* _TASK PROMPT_: Exact repetition is required: output every record in full.

(Stored items from a collection)
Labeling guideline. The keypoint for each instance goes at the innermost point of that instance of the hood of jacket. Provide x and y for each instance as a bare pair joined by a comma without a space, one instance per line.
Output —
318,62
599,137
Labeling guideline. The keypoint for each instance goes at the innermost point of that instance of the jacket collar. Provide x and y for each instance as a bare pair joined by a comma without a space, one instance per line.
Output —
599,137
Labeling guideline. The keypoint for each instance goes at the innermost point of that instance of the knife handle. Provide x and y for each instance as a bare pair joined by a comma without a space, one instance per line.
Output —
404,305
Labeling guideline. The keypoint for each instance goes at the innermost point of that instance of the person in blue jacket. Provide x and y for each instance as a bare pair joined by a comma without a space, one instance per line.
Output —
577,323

* _EXERCISE ANSWER_:
Labeling guideline. The keypoint for each instance goes at the innermost point of that instance of the hood of jacket. Provide x and y for each instance as a bare pair joined by a comma without a space, one instance per line.
Output —
318,62
599,137
Labeling guideline. The keypoint for each instance goes at the innermost point of that instance of the jacket collar. Provide x and y for each instance as a bare pair joined by a comma without a space, one instance per line.
Output —
599,137
Labeling guideline. The keypoint for each instance goes at the innermost point of that instance of the knife handle. Provide x and y for each instance as a bare pair joined by a comma without a space, one instance per line.
Output —
404,305
Labeling guideline. The keypoint for each instance goes at the innermost point of that instance of the person in blue jacket. Provide x and y for each instance as a bare pair joined by a comma without a space, one instance per line.
Output —
577,323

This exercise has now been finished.